=== EXERCISE INPUT ===

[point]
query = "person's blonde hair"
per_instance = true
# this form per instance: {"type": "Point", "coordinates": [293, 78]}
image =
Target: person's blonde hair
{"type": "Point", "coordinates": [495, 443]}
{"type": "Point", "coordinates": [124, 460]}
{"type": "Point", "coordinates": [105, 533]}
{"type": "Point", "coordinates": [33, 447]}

===

Line by line, transcribe the material exactly.

ANSWER SPACE:
[point]
query = "person's blonde hair"
per_instance = true
# this form per instance: {"type": "Point", "coordinates": [293, 78]}
image =
Target: person's blonde hair
{"type": "Point", "coordinates": [495, 443]}
{"type": "Point", "coordinates": [124, 460]}
{"type": "Point", "coordinates": [105, 533]}
{"type": "Point", "coordinates": [33, 447]}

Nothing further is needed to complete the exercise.